> [PROBLEM TO WORK ON]:
Copy the rows word for word, from the very first line down to the line containing "left=728, top=115, right=747, bottom=208", with both of those lines included.

Entries taken from a collection:
start

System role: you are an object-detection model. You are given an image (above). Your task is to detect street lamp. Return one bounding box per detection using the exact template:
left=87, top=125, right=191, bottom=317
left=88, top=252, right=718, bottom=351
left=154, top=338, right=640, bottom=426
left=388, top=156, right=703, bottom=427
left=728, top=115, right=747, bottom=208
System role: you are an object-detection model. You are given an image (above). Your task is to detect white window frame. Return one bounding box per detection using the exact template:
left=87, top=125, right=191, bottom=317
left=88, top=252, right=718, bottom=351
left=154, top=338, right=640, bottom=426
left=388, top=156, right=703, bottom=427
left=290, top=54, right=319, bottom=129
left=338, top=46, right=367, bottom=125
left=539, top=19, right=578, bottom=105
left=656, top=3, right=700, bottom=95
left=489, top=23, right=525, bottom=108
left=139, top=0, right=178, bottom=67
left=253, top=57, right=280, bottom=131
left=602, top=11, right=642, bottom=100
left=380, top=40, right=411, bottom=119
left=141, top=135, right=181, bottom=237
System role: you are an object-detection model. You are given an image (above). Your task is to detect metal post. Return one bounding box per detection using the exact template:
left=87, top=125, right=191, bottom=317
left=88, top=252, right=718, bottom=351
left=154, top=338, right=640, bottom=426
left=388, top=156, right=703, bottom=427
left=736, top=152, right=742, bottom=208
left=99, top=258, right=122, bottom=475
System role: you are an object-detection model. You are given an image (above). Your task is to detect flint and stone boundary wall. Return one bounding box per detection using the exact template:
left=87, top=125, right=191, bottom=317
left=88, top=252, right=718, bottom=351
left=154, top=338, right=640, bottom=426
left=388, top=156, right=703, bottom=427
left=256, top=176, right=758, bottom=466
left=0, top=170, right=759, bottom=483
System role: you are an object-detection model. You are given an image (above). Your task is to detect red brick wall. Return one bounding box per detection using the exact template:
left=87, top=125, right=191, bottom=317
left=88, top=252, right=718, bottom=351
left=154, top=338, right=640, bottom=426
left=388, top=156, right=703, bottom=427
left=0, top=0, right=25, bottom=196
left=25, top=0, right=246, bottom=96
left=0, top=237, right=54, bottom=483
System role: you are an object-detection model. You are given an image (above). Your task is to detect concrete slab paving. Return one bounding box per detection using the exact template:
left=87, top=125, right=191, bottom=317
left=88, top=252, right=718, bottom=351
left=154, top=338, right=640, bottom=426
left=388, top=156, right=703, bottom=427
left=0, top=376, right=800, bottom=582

end

> [SOLUTION]:
System role: you are an object-detection model. You are given an image (above). Your task is to detect street lamp. Return one bounding box per detection using the exact template:
left=87, top=125, right=191, bottom=317
left=88, top=252, right=718, bottom=351
left=154, top=338, right=640, bottom=426
left=388, top=156, right=703, bottom=427
left=728, top=115, right=747, bottom=208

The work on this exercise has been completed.